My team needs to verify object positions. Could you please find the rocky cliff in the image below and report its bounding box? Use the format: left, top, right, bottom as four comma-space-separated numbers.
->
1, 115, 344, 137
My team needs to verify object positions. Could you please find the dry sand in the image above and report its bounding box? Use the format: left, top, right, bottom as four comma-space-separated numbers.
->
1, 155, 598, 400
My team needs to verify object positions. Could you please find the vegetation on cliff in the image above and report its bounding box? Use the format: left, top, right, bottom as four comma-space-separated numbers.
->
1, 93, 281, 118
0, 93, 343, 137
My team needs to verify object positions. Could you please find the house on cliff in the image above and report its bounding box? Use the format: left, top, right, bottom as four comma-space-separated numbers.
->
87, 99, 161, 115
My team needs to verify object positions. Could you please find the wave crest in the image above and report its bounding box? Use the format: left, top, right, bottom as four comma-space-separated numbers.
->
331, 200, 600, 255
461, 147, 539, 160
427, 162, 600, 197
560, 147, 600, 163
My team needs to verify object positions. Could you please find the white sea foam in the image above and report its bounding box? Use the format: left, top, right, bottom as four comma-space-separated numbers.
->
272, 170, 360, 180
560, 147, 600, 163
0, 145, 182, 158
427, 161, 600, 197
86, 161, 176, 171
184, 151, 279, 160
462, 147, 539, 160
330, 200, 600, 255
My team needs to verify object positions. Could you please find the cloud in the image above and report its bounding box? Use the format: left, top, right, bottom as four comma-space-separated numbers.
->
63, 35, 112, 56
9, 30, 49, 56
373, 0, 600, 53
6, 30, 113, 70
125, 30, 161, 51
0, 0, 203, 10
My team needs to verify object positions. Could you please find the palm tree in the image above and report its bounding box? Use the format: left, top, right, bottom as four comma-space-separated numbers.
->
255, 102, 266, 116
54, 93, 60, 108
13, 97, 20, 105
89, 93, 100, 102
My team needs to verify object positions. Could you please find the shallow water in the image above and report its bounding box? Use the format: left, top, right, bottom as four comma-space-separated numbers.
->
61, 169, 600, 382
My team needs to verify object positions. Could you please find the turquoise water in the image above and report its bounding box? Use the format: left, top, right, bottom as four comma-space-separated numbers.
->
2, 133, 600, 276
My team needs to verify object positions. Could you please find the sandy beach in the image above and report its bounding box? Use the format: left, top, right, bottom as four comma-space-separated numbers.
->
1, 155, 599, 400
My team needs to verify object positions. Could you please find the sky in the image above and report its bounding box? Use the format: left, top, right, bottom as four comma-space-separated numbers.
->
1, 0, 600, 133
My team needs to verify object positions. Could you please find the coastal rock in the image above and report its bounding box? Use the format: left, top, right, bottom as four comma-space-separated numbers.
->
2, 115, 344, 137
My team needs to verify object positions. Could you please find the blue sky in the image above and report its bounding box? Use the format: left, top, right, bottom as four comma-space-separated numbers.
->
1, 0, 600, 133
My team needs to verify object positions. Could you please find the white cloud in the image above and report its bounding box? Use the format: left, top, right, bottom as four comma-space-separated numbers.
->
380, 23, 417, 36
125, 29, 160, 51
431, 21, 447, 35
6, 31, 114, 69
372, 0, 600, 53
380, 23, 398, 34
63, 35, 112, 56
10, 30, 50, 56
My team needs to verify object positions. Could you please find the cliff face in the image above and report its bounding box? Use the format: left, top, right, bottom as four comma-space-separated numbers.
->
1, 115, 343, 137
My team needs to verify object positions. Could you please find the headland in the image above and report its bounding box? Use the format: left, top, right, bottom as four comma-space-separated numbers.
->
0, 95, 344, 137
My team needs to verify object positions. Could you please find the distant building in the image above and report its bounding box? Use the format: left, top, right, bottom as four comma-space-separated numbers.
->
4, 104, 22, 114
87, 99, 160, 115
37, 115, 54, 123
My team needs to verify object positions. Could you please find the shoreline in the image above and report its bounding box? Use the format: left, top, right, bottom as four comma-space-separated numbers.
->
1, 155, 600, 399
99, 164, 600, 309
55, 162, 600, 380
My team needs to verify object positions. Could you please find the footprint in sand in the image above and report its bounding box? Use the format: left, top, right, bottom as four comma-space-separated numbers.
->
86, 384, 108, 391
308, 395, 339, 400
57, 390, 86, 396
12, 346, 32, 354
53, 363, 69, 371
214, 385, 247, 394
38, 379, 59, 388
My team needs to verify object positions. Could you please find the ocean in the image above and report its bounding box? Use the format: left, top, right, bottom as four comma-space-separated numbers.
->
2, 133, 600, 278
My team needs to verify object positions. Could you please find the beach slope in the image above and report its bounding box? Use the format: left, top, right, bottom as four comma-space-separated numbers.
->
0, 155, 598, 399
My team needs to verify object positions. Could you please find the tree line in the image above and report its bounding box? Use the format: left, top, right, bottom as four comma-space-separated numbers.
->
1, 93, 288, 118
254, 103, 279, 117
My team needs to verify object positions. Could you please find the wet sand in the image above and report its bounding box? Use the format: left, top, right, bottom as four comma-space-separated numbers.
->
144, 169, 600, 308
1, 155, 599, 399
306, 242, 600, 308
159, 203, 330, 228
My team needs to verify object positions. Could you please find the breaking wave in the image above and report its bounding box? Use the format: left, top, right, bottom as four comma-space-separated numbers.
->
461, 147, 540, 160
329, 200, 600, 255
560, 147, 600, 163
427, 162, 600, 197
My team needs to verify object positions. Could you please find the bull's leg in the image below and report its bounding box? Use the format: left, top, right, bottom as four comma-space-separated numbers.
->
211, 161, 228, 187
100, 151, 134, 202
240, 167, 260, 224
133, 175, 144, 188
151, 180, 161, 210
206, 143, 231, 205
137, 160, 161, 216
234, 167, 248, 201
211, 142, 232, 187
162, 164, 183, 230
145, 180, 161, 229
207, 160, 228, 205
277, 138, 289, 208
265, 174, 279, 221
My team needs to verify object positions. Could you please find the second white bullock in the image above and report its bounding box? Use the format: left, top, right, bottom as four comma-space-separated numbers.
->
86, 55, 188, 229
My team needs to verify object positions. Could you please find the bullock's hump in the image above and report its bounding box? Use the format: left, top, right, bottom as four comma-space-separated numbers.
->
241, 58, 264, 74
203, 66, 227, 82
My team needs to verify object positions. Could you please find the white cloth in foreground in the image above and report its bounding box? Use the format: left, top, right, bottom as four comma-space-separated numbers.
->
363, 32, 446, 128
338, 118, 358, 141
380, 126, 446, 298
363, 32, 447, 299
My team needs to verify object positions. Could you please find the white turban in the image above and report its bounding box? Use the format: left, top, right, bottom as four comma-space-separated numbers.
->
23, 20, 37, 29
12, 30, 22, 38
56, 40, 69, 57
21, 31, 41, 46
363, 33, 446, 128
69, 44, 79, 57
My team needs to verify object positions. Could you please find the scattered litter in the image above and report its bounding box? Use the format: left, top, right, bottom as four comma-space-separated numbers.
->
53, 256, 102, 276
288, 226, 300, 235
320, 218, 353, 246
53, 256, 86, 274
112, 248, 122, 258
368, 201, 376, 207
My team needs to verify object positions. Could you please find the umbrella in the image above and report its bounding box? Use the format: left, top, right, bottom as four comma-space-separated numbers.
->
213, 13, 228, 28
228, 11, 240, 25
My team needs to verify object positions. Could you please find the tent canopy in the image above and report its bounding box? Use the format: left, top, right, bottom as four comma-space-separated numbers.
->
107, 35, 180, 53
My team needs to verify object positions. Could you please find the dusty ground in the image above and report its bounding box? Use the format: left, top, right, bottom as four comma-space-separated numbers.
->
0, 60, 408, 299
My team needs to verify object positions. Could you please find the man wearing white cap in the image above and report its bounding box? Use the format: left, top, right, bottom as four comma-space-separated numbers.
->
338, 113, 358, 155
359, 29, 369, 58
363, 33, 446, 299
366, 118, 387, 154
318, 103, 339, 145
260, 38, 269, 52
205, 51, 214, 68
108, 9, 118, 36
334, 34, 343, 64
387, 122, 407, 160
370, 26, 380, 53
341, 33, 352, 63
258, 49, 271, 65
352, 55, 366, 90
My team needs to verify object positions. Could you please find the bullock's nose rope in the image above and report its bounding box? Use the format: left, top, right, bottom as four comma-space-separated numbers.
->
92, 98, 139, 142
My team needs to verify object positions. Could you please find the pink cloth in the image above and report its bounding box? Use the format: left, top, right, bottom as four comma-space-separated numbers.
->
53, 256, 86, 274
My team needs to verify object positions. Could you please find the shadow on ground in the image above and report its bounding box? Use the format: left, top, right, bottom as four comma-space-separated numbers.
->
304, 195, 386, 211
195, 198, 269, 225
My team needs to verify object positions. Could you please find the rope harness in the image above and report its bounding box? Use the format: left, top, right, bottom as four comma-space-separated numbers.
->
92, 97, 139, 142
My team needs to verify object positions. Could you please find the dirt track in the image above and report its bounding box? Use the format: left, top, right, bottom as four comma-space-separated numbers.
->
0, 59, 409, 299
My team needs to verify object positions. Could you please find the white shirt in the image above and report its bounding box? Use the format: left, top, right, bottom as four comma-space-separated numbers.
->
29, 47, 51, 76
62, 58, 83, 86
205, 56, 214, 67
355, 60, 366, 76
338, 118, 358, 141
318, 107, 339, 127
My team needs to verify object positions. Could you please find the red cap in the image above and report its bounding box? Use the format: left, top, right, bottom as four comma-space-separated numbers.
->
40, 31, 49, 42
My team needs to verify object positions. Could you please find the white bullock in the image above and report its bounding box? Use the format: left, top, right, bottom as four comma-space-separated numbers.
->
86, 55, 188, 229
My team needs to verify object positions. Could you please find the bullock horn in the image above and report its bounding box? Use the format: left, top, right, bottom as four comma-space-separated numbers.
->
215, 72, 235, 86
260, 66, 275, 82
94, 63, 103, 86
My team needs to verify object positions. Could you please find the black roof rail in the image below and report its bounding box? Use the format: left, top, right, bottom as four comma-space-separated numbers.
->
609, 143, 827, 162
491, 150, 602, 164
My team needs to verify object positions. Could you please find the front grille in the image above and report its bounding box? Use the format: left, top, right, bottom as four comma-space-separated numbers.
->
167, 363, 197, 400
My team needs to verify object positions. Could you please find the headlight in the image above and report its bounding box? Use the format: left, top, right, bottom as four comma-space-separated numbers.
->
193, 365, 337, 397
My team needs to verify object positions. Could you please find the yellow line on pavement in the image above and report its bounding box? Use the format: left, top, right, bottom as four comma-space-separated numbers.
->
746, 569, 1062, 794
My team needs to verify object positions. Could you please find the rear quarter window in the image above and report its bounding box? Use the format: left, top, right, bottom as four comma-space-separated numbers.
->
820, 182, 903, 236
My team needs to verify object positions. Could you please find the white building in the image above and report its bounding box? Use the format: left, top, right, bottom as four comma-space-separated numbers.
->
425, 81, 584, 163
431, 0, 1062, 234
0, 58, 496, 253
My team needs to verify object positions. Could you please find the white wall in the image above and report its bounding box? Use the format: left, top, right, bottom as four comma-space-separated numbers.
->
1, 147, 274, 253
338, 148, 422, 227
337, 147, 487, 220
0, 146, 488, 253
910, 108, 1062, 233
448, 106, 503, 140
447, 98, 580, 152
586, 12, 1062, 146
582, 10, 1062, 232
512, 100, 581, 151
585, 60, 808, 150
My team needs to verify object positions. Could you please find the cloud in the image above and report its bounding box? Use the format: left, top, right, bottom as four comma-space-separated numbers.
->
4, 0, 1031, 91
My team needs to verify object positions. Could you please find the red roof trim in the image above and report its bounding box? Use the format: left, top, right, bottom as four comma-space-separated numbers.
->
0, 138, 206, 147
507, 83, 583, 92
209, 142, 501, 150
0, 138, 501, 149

* Your task
Return, from the data, each line that has the word "roof" in it.

* Finished task
My team needs to verify object positions. Could you please find the black roof rail in the image below and report its bounding box? Use the format: left, top, right, bottom as four comma-space-separated numbers.
My team needs to verify object positions. Could you please find the red roof trim in the image above and report its bounding box? Use the format: left, top, right, bottom as four comma-space-separated numbers.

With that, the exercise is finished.